These entries are to be set down again exactly.

[Stored data entries]
▼

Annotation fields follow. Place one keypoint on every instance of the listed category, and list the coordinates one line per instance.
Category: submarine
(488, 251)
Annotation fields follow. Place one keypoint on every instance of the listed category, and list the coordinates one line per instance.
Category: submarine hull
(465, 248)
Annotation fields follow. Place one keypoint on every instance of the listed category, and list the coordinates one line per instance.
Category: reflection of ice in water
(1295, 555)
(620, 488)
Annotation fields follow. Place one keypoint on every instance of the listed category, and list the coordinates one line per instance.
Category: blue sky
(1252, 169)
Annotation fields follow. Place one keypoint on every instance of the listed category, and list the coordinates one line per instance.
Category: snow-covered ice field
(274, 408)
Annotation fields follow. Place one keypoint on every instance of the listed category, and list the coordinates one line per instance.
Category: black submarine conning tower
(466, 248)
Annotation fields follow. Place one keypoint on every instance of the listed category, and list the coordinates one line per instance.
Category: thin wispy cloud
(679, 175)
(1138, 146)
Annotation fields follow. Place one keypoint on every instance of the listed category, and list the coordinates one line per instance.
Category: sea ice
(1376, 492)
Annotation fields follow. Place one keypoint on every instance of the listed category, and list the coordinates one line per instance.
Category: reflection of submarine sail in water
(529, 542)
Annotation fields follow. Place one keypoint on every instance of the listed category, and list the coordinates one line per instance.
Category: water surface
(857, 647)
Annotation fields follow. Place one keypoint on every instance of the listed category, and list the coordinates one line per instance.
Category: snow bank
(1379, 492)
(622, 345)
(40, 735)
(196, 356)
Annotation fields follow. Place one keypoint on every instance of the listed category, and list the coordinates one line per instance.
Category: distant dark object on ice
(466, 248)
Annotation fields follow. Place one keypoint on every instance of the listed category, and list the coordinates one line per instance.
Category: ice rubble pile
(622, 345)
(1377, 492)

▲

## Answer box:
Annotation fields follow. Place one keypoint on every instance of the listed category, and list the coordinates one line per instance.
Category: submarine
(488, 251)
Annotation fields follow. Place one keypoint on every instance of the listed category, and list the coordinates one line per instance.
Category: submarine hull
(465, 248)
Annotation fields follow. Place one keypoint on every instance of the listed category, and list the coordinates one line per instance.
Category: reflection of ice in water
(1295, 555)
(620, 488)
Annotation fields follow. Place one keypoint on every instance of the listed category, and list the coordinates one line per instance.
Category: blue sky
(1252, 169)
Annotation fields follow. Place one keypoint on every instance of the listed category, and list the coordinates one line per instance.
Category: snow-covered ice field
(274, 408)
Annotation fields follow. Place one keypoint on every instance of the listed category, and list the coordinates one line per instance.
Category: black submarine conning tower
(466, 248)
Annotation fields follow. Place one keypoint on every instance of the listed category, and list the coordinates one line per instance.
Category: thin wispy cloud
(679, 175)
(1138, 146)
Annotation fields follow. Place one keypoint on every instance of the listed category, and list the coordinates one line per instance.
Category: sea ice
(1376, 492)
Annotation fields follow. Place one keypoint on every instance of the listed category, and list the coordinates one line per instance.
Category: reflection of submarine sail in water
(529, 542)
Annotation fields follow. Place one keypoint on every instance of the listed category, and list the coordinates one line per instance.
Category: water surface
(857, 647)
Annotation fields follow. Place one keypoint on every instance of the listed category, and list the coordinates one line per instance.
Category: snow bank
(1379, 492)
(622, 345)
(40, 735)
(196, 356)
Annotation fields follow. Place one keypoint on every instance of the listed category, and list the coordinates one line per instance.
Category: distant dark object on ice
(466, 248)
Annotation fields follow. Place one keypoint on every instance of the listed category, and list the coordinates one line per instance.
Category: ice rubble pile
(622, 345)
(1377, 492)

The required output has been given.